Task requirements:
[A] According to the skill router documentation, how many tests does the package have, and across how many suites?
[B] Reproduce word for word the passage of the skill router documentation that opens with the words containing "BM25Index (Direct Use)" and closes with "the package directory.".

Text block:
BM25Index (Direct Use)
The BM25 engine is also exported for standalone use:
import { BM25Index } from '@skill-tools/router';
const index = new BM25Index();
index.add('doc-1', 'AI-powered browser automation via BAP');
index.add('doc-2', 'Run unit tests with Vitest');
const results = index.search('browser', { topK: 5 });
// [{ id: 'doc-1', score: 1.0 }] Test Coverage
64 tests across 6 suites. Run with npx vitest run from the package directory.
router.test.ts (18 tests)
- Initializes with zero count, indexes skills, handles empty lists
- Selects relevant skills for a query
- Respects topK and threshold options
- Applies boost and exclude filters (including wildcard patterns)
- Returns metadata in selection results
- Saves, loads, and restores from snapshots (load + fromSnapshot)
- Detects conflicting skills
- Uses custom embedding providers, throws for unsupported ones
- Result scores are between 0 and 1, correct shape
bm25.test.ts (17 tests)
- Starts empty, adds documents, reports correct size
- Ranks deploy, test, and database queries correctly
- Normalizes scores to [0, 1] range
- Respects topK limit and threshold filter
- Removes documents by ID
- Serializes and deserializes round-trip
- Returns empty for empty query and no-match queries
- Accepts custom k1 and b parameters
- Preserves document metadata, handles single-document and incremental adds
context-extractor.test.ts (11 tests)
- Returns empty string for skills with no body or sections
- Extracts inline code references, section headings, key terms from content
- Splits skill name on hyphens and underscores
- Deduplicates against description terms and within extracted terms
- Handles empty body and sections gracefully
- Truncates to max ~80 tokens
- Strips leading dashes from code refs, filters single-character name parts
contextual-routing.test.ts (10 tests)
- Body terms improve ranking for specific queries
- AWS-specific, jest-specific, and biome-specific terms route correctly
- context: false disables enrichment
- Skills without body/sections behave identically to v0.1
- Original metadata.description preserved in results
- Correct count after indexing, save/load round-trip
- Mixed skills (some with body, some without)
memory-store.test.ts (10 tests)
- Starts empty, adds entries, reports size
- Searches by cosine similarity
- Respects topK limit and similarity threshold
- Removes entries, serializes/deserializes
- Throws on unsupported version and dimension mismatch
- Preserves metadata through search results
local-embedding.test.ts (8 tests)
- Returns vectors of configured dimension, defaults to 256
- Produces L2-normalized vectors, zero vector for empty text
- Embeds multiple texts in batch
- Produces similar vectors for similar texts
- buildVocabulary populates IDF values

Entries provided:

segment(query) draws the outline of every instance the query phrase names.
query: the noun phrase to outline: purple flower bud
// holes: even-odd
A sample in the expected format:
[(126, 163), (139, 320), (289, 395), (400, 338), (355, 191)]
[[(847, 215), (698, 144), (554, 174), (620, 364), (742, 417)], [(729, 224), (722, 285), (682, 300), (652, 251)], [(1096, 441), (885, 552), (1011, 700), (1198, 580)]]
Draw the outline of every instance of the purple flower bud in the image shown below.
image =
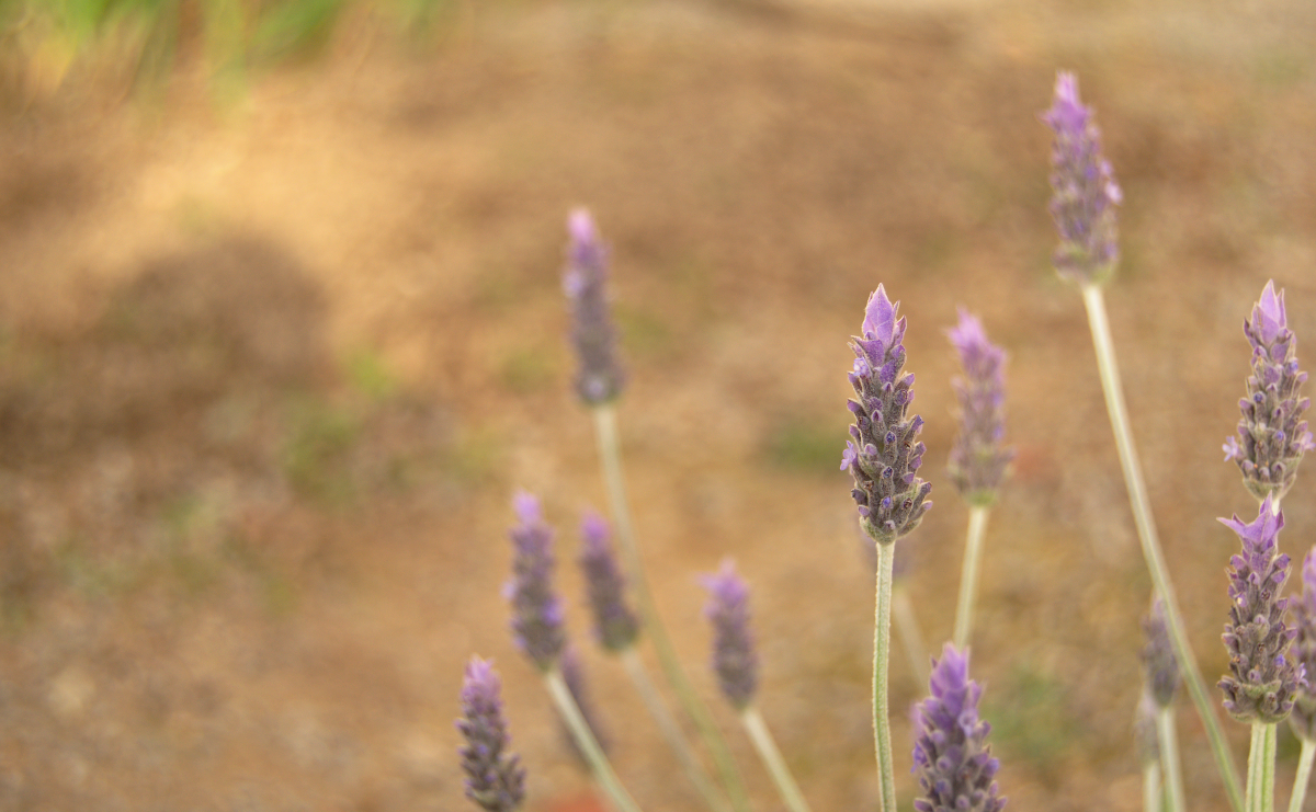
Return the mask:
[(1165, 603), (1159, 598), (1152, 603), (1152, 614), (1142, 619), (1142, 632), (1148, 639), (1148, 644), (1142, 646), (1148, 694), (1158, 706), (1167, 708), (1179, 687), (1179, 662), (1174, 658), (1170, 628), (1165, 620)]
[(466, 798), (490, 812), (512, 812), (525, 800), (525, 770), (507, 752), (511, 737), (503, 719), (501, 683), (494, 665), (471, 657), (462, 681), (462, 715), (457, 729), (466, 738), (458, 750), (466, 771)]
[(1005, 799), (992, 780), (1000, 762), (987, 745), (991, 725), (978, 719), (982, 686), (969, 679), (969, 654), (946, 644), (932, 664), (932, 696), (915, 708), (913, 773), (919, 812), (998, 812)]
[(1115, 206), (1123, 200), (1101, 155), (1092, 109), (1078, 99), (1074, 74), (1055, 76), (1055, 97), (1040, 118), (1055, 133), (1051, 145), (1050, 212), (1061, 233), (1055, 269), (1080, 285), (1105, 281), (1119, 259)]
[(850, 344), (854, 372), (850, 385), (855, 399), (853, 440), (841, 453), (841, 470), (850, 470), (859, 506), (859, 522), (879, 544), (891, 544), (919, 527), (932, 507), (932, 485), (915, 472), (923, 464), (925, 447), (919, 441), (923, 418), (907, 418), (913, 402), (913, 374), (901, 374), (905, 350), (901, 344), (905, 319), (896, 321), (896, 309), (882, 285), (869, 297), (863, 317), (863, 336)]
[(1161, 734), (1157, 731), (1157, 703), (1146, 691), (1133, 715), (1133, 742), (1138, 749), (1138, 763), (1144, 767), (1161, 763)]
[(950, 449), (948, 473), (970, 505), (996, 501), (1005, 466), (1015, 452), (1001, 448), (1005, 436), (1005, 351), (987, 340), (982, 322), (963, 307), (959, 325), (946, 331), (959, 352), (965, 377), (953, 385), (959, 398), (959, 436)]
[(1267, 495), (1250, 524), (1237, 515), (1220, 519), (1242, 540), (1242, 554), (1229, 561), (1229, 623), (1223, 637), (1232, 675), (1220, 687), (1234, 719), (1267, 724), (1288, 716), (1295, 694), (1307, 685), (1302, 664), (1287, 657), (1298, 631), (1284, 624), (1288, 600), (1279, 590), (1288, 579), (1288, 556), (1275, 547), (1284, 514), (1271, 512), (1271, 505)]
[[(562, 669), (562, 682), (567, 685), (567, 690), (571, 692), (571, 699), (574, 699), (576, 707), (580, 708), (580, 716), (584, 717), (584, 723), (590, 727), (590, 732), (594, 733), (594, 740), (599, 742), (600, 749), (607, 750), (608, 737), (603, 734), (603, 727), (599, 725), (599, 716), (595, 713), (595, 706), (590, 700), (590, 690), (584, 682), (584, 667), (580, 665), (580, 656), (575, 646), (569, 645), (562, 652), (562, 657), (558, 660), (558, 667)], [(580, 752), (580, 745), (576, 744), (575, 736), (571, 734), (571, 731), (567, 729), (565, 724), (562, 733), (580, 767), (588, 771), (590, 761), (584, 757), (584, 753)]]
[(571, 246), (562, 289), (571, 306), (571, 342), (579, 371), (576, 393), (586, 403), (607, 403), (621, 394), (625, 376), (617, 363), (617, 331), (608, 311), (608, 251), (594, 218), (576, 209), (567, 221)]
[(713, 671), (722, 696), (737, 711), (749, 707), (758, 687), (758, 657), (749, 633), (749, 587), (726, 558), (722, 568), (701, 578), (708, 590), (704, 616), (713, 624)]
[[(1294, 660), (1305, 674), (1316, 674), (1316, 547), (1303, 558), (1303, 599), (1292, 604)], [(1298, 691), (1288, 727), (1305, 741), (1316, 741), (1316, 691), (1311, 683)]]
[(1238, 465), (1244, 485), (1258, 499), (1271, 493), (1283, 497), (1298, 477), (1303, 452), (1316, 443), (1302, 419), (1311, 405), (1299, 397), (1307, 373), (1298, 369), (1298, 339), (1288, 330), (1284, 292), (1275, 294), (1274, 280), (1266, 282), (1242, 331), (1252, 344), (1252, 377), (1248, 397), (1238, 401), (1238, 436), (1224, 444), (1225, 460)]
[(580, 568), (594, 608), (595, 635), (603, 648), (622, 652), (640, 636), (640, 620), (622, 600), (625, 578), (608, 540), (608, 523), (599, 514), (588, 512), (580, 523), (580, 535), (584, 539)]
[(540, 501), (521, 491), (513, 499), (520, 524), (512, 528), (512, 635), (516, 645), (542, 670), (557, 662), (566, 644), (562, 600), (553, 594), (553, 530), (544, 522)]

Exercise responses:
[A] 64 tests across 6 suites.

[B]
BM25Index (Direct Use)
The BM25 engine is also exported for standalone use:
import { BM25Index } from '@skill-tools/router';
const index = new BM25Index();
index.add('doc-1', 'AI-powered browser automation via BAP');
index.add('doc-2', 'Run unit tests with Vitest');
const results = index.search('browser', { topK: 5 });
// [{ id: 'doc-1', score: 1.0 }] Test Coverage
64 tests across 6 suites. Run with npx vitest run from the package directory.